▶ **Action item**
Reproduce exactly the lines below, from the first one through the line containing "Identify player's eye in the frame above.", and omit any pictures.

▶ **Data for processing**
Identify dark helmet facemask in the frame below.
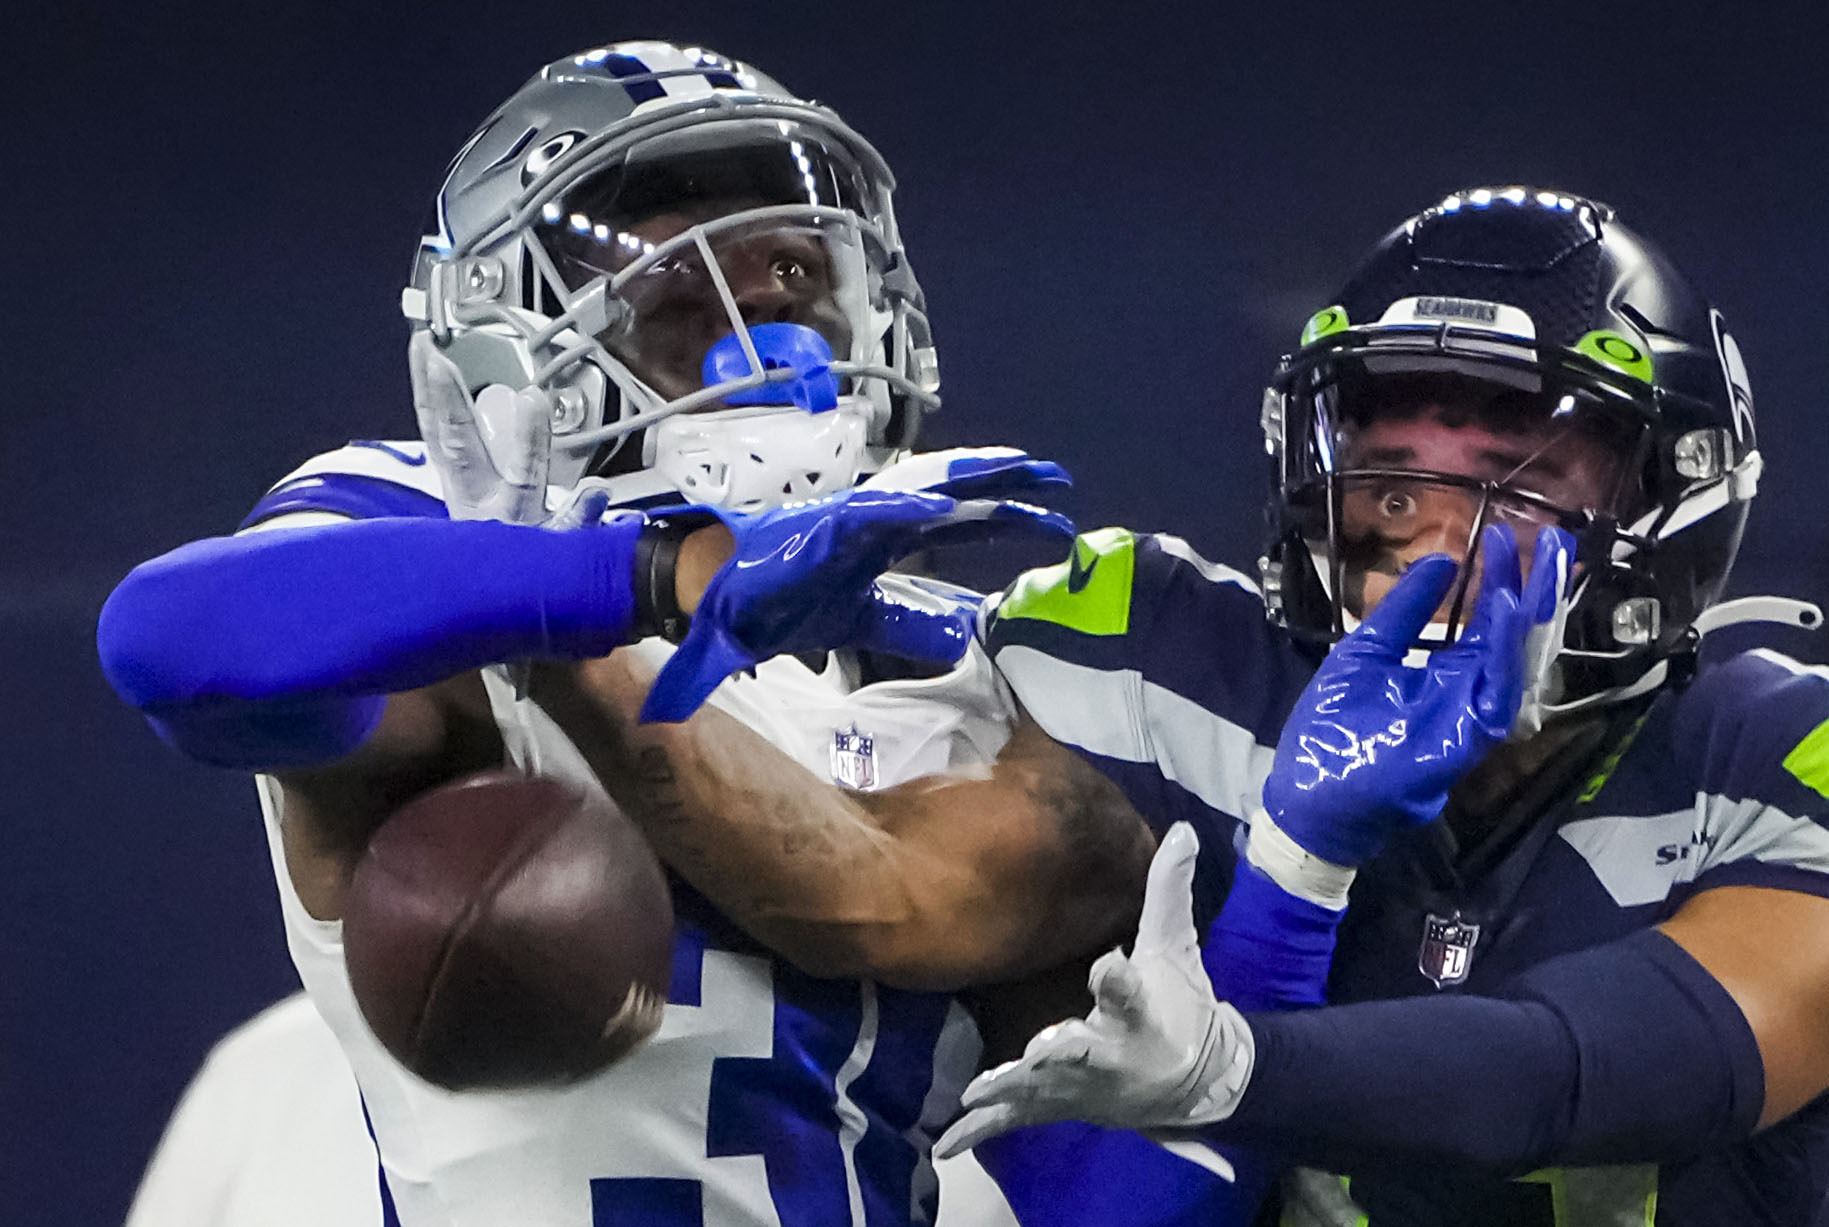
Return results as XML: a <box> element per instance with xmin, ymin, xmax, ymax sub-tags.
<box><xmin>1261</xmin><ymin>187</ymin><xmax>1813</xmax><ymax>719</ymax></box>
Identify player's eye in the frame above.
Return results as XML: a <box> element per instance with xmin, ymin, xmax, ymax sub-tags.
<box><xmin>1379</xmin><ymin>488</ymin><xmax>1416</xmax><ymax>519</ymax></box>
<box><xmin>771</xmin><ymin>255</ymin><xmax>809</xmax><ymax>280</ymax></box>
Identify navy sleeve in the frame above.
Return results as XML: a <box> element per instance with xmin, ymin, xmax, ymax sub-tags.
<box><xmin>1217</xmin><ymin>929</ymin><xmax>1763</xmax><ymax>1174</ymax></box>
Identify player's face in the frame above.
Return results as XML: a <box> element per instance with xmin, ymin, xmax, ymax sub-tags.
<box><xmin>601</xmin><ymin>205</ymin><xmax>854</xmax><ymax>403</ymax></box>
<box><xmin>1336</xmin><ymin>404</ymin><xmax>1622</xmax><ymax>621</ymax></box>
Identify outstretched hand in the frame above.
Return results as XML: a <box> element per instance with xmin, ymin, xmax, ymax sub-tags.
<box><xmin>934</xmin><ymin>824</ymin><xmax>1253</xmax><ymax>1164</ymax></box>
<box><xmin>410</xmin><ymin>331</ymin><xmax>552</xmax><ymax>524</ymax></box>
<box><xmin>1263</xmin><ymin>524</ymin><xmax>1574</xmax><ymax>868</ymax></box>
<box><xmin>641</xmin><ymin>481</ymin><xmax>1075</xmax><ymax>722</ymax></box>
<box><xmin>860</xmin><ymin>447</ymin><xmax>1072</xmax><ymax>502</ymax></box>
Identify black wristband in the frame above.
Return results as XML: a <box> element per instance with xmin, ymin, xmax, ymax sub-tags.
<box><xmin>633</xmin><ymin>513</ymin><xmax>718</xmax><ymax>644</ymax></box>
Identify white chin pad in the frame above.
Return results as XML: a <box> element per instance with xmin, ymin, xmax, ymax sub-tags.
<box><xmin>652</xmin><ymin>400</ymin><xmax>870</xmax><ymax>513</ymax></box>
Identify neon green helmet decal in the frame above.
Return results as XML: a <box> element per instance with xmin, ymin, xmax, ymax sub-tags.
<box><xmin>1574</xmin><ymin>329</ymin><xmax>1653</xmax><ymax>385</ymax></box>
<box><xmin>995</xmin><ymin>527</ymin><xmax>1136</xmax><ymax>637</ymax></box>
<box><xmin>1300</xmin><ymin>305</ymin><xmax>1350</xmax><ymax>347</ymax></box>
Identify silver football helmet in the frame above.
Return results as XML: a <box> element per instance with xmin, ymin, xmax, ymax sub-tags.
<box><xmin>403</xmin><ymin>41</ymin><xmax>940</xmax><ymax>509</ymax></box>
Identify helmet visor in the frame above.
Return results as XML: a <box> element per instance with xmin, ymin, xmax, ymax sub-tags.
<box><xmin>541</xmin><ymin>116</ymin><xmax>875</xmax><ymax>242</ymax></box>
<box><xmin>534</xmin><ymin>119</ymin><xmax>891</xmax><ymax>403</ymax></box>
<box><xmin>1288</xmin><ymin>369</ymin><xmax>1646</xmax><ymax>514</ymax></box>
<box><xmin>1318</xmin><ymin>476</ymin><xmax>1573</xmax><ymax>623</ymax></box>
<box><xmin>1282</xmin><ymin>368</ymin><xmax>1650</xmax><ymax>629</ymax></box>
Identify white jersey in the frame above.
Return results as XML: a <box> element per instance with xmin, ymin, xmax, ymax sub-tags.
<box><xmin>126</xmin><ymin>993</ymin><xmax>382</xmax><ymax>1227</ymax></box>
<box><xmin>129</xmin><ymin>991</ymin><xmax>1016</xmax><ymax>1227</ymax></box>
<box><xmin>185</xmin><ymin>442</ymin><xmax>1026</xmax><ymax>1227</ymax></box>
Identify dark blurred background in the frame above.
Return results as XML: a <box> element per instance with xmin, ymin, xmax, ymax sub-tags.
<box><xmin>5</xmin><ymin>2</ymin><xmax>1826</xmax><ymax>1222</ymax></box>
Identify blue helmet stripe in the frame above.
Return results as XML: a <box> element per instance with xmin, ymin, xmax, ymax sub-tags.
<box><xmin>597</xmin><ymin>53</ymin><xmax>666</xmax><ymax>104</ymax></box>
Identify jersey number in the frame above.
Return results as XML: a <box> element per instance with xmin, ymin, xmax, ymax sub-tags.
<box><xmin>588</xmin><ymin>928</ymin><xmax>940</xmax><ymax>1226</ymax></box>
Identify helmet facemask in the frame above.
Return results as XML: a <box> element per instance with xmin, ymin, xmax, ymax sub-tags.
<box><xmin>409</xmin><ymin>62</ymin><xmax>939</xmax><ymax>509</ymax></box>
<box><xmin>1260</xmin><ymin>189</ymin><xmax>1777</xmax><ymax>719</ymax></box>
<box><xmin>1266</xmin><ymin>332</ymin><xmax>1746</xmax><ymax>715</ymax></box>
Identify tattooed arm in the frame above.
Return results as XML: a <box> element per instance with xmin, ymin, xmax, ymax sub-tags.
<box><xmin>529</xmin><ymin>652</ymin><xmax>1154</xmax><ymax>992</ymax></box>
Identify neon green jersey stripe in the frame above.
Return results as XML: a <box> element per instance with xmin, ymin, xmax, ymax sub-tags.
<box><xmin>1783</xmin><ymin>718</ymin><xmax>1829</xmax><ymax>799</ymax></box>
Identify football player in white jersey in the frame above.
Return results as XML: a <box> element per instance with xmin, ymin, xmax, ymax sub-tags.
<box><xmin>114</xmin><ymin>41</ymin><xmax>1153</xmax><ymax>1227</ymax></box>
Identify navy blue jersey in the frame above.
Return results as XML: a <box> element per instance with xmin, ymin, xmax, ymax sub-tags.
<box><xmin>985</xmin><ymin>528</ymin><xmax>1829</xmax><ymax>1226</ymax></box>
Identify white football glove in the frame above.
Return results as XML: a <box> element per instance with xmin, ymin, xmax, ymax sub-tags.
<box><xmin>1510</xmin><ymin>539</ymin><xmax>1573</xmax><ymax>740</ymax></box>
<box><xmin>934</xmin><ymin>823</ymin><xmax>1254</xmax><ymax>1162</ymax></box>
<box><xmin>409</xmin><ymin>331</ymin><xmax>552</xmax><ymax>525</ymax></box>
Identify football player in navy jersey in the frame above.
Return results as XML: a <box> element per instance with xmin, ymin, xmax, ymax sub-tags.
<box><xmin>531</xmin><ymin>187</ymin><xmax>1829</xmax><ymax>1226</ymax></box>
<box><xmin>929</xmin><ymin>188</ymin><xmax>1829</xmax><ymax>1225</ymax></box>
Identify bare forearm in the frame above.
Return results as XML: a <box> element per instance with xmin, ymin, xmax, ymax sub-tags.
<box><xmin>529</xmin><ymin>656</ymin><xmax>1153</xmax><ymax>987</ymax></box>
<box><xmin>275</xmin><ymin>672</ymin><xmax>505</xmax><ymax>920</ymax></box>
<box><xmin>528</xmin><ymin>654</ymin><xmax>920</xmax><ymax>971</ymax></box>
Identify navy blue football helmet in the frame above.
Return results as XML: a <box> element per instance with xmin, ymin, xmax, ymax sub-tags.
<box><xmin>1261</xmin><ymin>187</ymin><xmax>1774</xmax><ymax>712</ymax></box>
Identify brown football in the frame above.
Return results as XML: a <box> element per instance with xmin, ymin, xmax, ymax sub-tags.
<box><xmin>343</xmin><ymin>769</ymin><xmax>674</xmax><ymax>1089</ymax></box>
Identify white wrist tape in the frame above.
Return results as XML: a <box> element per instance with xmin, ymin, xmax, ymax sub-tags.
<box><xmin>1244</xmin><ymin>808</ymin><xmax>1356</xmax><ymax>911</ymax></box>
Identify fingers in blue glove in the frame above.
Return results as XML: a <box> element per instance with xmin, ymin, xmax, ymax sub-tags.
<box><xmin>1353</xmin><ymin>553</ymin><xmax>1460</xmax><ymax>654</ymax></box>
<box><xmin>1459</xmin><ymin>524</ymin><xmax>1575</xmax><ymax>732</ymax></box>
<box><xmin>642</xmin><ymin>487</ymin><xmax>1075</xmax><ymax>724</ymax></box>
<box><xmin>911</xmin><ymin>498</ymin><xmax>1077</xmax><ymax>553</ymax></box>
<box><xmin>854</xmin><ymin>590</ymin><xmax>976</xmax><ymax>664</ymax></box>
<box><xmin>929</xmin><ymin>455</ymin><xmax>1074</xmax><ymax>501</ymax></box>
<box><xmin>1457</xmin><ymin>526</ymin><xmax>1523</xmax><ymax>647</ymax></box>
<box><xmin>1482</xmin><ymin>521</ymin><xmax>1524</xmax><ymax>609</ymax></box>
<box><xmin>639</xmin><ymin>622</ymin><xmax>755</xmax><ymax>724</ymax></box>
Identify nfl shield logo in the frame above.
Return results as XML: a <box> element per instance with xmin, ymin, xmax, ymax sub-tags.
<box><xmin>829</xmin><ymin>725</ymin><xmax>879</xmax><ymax>790</ymax></box>
<box><xmin>1419</xmin><ymin>913</ymin><xmax>1481</xmax><ymax>988</ymax></box>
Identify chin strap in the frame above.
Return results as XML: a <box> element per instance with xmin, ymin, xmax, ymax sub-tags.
<box><xmin>1692</xmin><ymin>595</ymin><xmax>1824</xmax><ymax>637</ymax></box>
<box><xmin>1522</xmin><ymin>594</ymin><xmax>1824</xmax><ymax>731</ymax></box>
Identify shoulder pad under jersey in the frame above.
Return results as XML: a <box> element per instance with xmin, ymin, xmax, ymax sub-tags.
<box><xmin>987</xmin><ymin>529</ymin><xmax>1261</xmax><ymax>648</ymax></box>
<box><xmin>987</xmin><ymin>529</ymin><xmax>1312</xmax><ymax>753</ymax></box>
<box><xmin>1672</xmin><ymin>648</ymin><xmax>1829</xmax><ymax>817</ymax></box>
<box><xmin>240</xmin><ymin>440</ymin><xmax>448</xmax><ymax>530</ymax></box>
<box><xmin>990</xmin><ymin>526</ymin><xmax>1143</xmax><ymax>640</ymax></box>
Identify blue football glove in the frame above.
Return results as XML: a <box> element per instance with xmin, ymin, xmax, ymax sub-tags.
<box><xmin>860</xmin><ymin>447</ymin><xmax>1073</xmax><ymax>502</ymax></box>
<box><xmin>642</xmin><ymin>484</ymin><xmax>1075</xmax><ymax>722</ymax></box>
<box><xmin>1261</xmin><ymin>524</ymin><xmax>1574</xmax><ymax>867</ymax></box>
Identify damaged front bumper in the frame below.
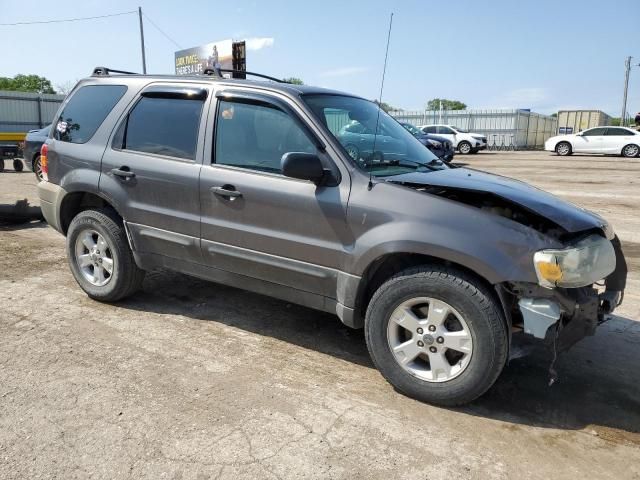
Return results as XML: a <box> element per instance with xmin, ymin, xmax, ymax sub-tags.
<box><xmin>507</xmin><ymin>236</ymin><xmax>627</xmax><ymax>352</ymax></box>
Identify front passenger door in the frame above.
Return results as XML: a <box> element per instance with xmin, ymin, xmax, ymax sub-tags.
<box><xmin>573</xmin><ymin>127</ymin><xmax>606</xmax><ymax>153</ymax></box>
<box><xmin>199</xmin><ymin>91</ymin><xmax>352</xmax><ymax>299</ymax></box>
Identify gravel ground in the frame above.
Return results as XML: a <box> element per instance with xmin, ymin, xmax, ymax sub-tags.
<box><xmin>1</xmin><ymin>152</ymin><xmax>639</xmax><ymax>479</ymax></box>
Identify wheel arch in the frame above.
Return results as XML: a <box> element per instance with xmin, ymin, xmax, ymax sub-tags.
<box><xmin>351</xmin><ymin>251</ymin><xmax>505</xmax><ymax>329</ymax></box>
<box><xmin>59</xmin><ymin>191</ymin><xmax>123</xmax><ymax>235</ymax></box>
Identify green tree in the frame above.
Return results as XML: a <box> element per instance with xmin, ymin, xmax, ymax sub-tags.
<box><xmin>283</xmin><ymin>77</ymin><xmax>304</xmax><ymax>85</ymax></box>
<box><xmin>426</xmin><ymin>98</ymin><xmax>467</xmax><ymax>111</ymax></box>
<box><xmin>0</xmin><ymin>74</ymin><xmax>56</xmax><ymax>94</ymax></box>
<box><xmin>610</xmin><ymin>117</ymin><xmax>621</xmax><ymax>126</ymax></box>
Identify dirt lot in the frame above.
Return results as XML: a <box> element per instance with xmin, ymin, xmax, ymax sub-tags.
<box><xmin>1</xmin><ymin>152</ymin><xmax>639</xmax><ymax>479</ymax></box>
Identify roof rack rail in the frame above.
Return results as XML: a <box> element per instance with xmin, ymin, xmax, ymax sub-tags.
<box><xmin>92</xmin><ymin>67</ymin><xmax>139</xmax><ymax>76</ymax></box>
<box><xmin>203</xmin><ymin>68</ymin><xmax>285</xmax><ymax>83</ymax></box>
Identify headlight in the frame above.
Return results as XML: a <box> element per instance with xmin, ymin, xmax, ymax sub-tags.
<box><xmin>533</xmin><ymin>235</ymin><xmax>616</xmax><ymax>288</ymax></box>
<box><xmin>471</xmin><ymin>135</ymin><xmax>485</xmax><ymax>141</ymax></box>
<box><xmin>427</xmin><ymin>139</ymin><xmax>442</xmax><ymax>148</ymax></box>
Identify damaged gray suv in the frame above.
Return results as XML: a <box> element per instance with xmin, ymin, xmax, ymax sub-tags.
<box><xmin>38</xmin><ymin>68</ymin><xmax>627</xmax><ymax>406</ymax></box>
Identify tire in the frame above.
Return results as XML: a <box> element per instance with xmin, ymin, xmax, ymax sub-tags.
<box><xmin>0</xmin><ymin>160</ymin><xmax>4</xmax><ymax>173</ymax></box>
<box><xmin>622</xmin><ymin>144</ymin><xmax>639</xmax><ymax>158</ymax></box>
<box><xmin>470</xmin><ymin>148</ymin><xmax>479</xmax><ymax>154</ymax></box>
<box><xmin>66</xmin><ymin>208</ymin><xmax>145</xmax><ymax>302</ymax></box>
<box><xmin>458</xmin><ymin>141</ymin><xmax>472</xmax><ymax>154</ymax></box>
<box><xmin>365</xmin><ymin>265</ymin><xmax>508</xmax><ymax>406</ymax></box>
<box><xmin>33</xmin><ymin>155</ymin><xmax>43</xmax><ymax>181</ymax></box>
<box><xmin>13</xmin><ymin>159</ymin><xmax>24</xmax><ymax>172</ymax></box>
<box><xmin>555</xmin><ymin>141</ymin><xmax>572</xmax><ymax>156</ymax></box>
<box><xmin>344</xmin><ymin>144</ymin><xmax>359</xmax><ymax>161</ymax></box>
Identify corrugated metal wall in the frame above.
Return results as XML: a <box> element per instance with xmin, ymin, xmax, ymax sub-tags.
<box><xmin>0</xmin><ymin>90</ymin><xmax>65</xmax><ymax>133</ymax></box>
<box><xmin>390</xmin><ymin>109</ymin><xmax>557</xmax><ymax>149</ymax></box>
<box><xmin>556</xmin><ymin>110</ymin><xmax>611</xmax><ymax>134</ymax></box>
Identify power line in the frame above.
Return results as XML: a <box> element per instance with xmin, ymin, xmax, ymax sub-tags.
<box><xmin>142</xmin><ymin>12</ymin><xmax>183</xmax><ymax>50</ymax></box>
<box><xmin>0</xmin><ymin>10</ymin><xmax>136</xmax><ymax>26</ymax></box>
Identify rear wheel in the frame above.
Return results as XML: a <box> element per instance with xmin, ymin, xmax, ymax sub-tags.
<box><xmin>365</xmin><ymin>265</ymin><xmax>508</xmax><ymax>406</ymax></box>
<box><xmin>13</xmin><ymin>159</ymin><xmax>24</xmax><ymax>172</ymax></box>
<box><xmin>66</xmin><ymin>208</ymin><xmax>145</xmax><ymax>302</ymax></box>
<box><xmin>0</xmin><ymin>160</ymin><xmax>4</xmax><ymax>173</ymax></box>
<box><xmin>33</xmin><ymin>155</ymin><xmax>43</xmax><ymax>181</ymax></box>
<box><xmin>458</xmin><ymin>141</ymin><xmax>472</xmax><ymax>154</ymax></box>
<box><xmin>622</xmin><ymin>144</ymin><xmax>639</xmax><ymax>158</ymax></box>
<box><xmin>556</xmin><ymin>141</ymin><xmax>572</xmax><ymax>156</ymax></box>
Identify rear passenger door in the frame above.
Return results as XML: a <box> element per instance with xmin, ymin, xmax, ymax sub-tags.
<box><xmin>100</xmin><ymin>83</ymin><xmax>209</xmax><ymax>263</ymax></box>
<box><xmin>602</xmin><ymin>127</ymin><xmax>635</xmax><ymax>153</ymax></box>
<box><xmin>198</xmin><ymin>90</ymin><xmax>352</xmax><ymax>298</ymax></box>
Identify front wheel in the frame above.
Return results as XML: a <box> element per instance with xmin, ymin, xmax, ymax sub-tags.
<box><xmin>365</xmin><ymin>266</ymin><xmax>508</xmax><ymax>406</ymax></box>
<box><xmin>556</xmin><ymin>141</ymin><xmax>572</xmax><ymax>156</ymax></box>
<box><xmin>457</xmin><ymin>141</ymin><xmax>472</xmax><ymax>154</ymax></box>
<box><xmin>13</xmin><ymin>159</ymin><xmax>24</xmax><ymax>172</ymax></box>
<box><xmin>66</xmin><ymin>208</ymin><xmax>145</xmax><ymax>302</ymax></box>
<box><xmin>622</xmin><ymin>144</ymin><xmax>639</xmax><ymax>158</ymax></box>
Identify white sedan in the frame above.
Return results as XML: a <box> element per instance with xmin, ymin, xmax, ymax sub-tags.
<box><xmin>545</xmin><ymin>126</ymin><xmax>640</xmax><ymax>157</ymax></box>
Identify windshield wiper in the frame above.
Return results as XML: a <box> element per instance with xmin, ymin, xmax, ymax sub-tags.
<box><xmin>364</xmin><ymin>158</ymin><xmax>442</xmax><ymax>171</ymax></box>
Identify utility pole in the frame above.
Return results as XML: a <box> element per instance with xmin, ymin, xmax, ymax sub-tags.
<box><xmin>621</xmin><ymin>56</ymin><xmax>631</xmax><ymax>126</ymax></box>
<box><xmin>138</xmin><ymin>7</ymin><xmax>147</xmax><ymax>74</ymax></box>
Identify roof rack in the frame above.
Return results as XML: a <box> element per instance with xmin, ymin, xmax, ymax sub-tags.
<box><xmin>203</xmin><ymin>68</ymin><xmax>285</xmax><ymax>83</ymax></box>
<box><xmin>92</xmin><ymin>67</ymin><xmax>138</xmax><ymax>76</ymax></box>
<box><xmin>91</xmin><ymin>66</ymin><xmax>287</xmax><ymax>84</ymax></box>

▶ **Your response**
Identify dark helmet facemask in the frame below.
Return results as XML: a <box> element per instance with xmin, ymin, xmax, ymax sub-tags.
<box><xmin>1261</xmin><ymin>187</ymin><xmax>1813</xmax><ymax>719</ymax></box>
Identify player's eye in the frame above.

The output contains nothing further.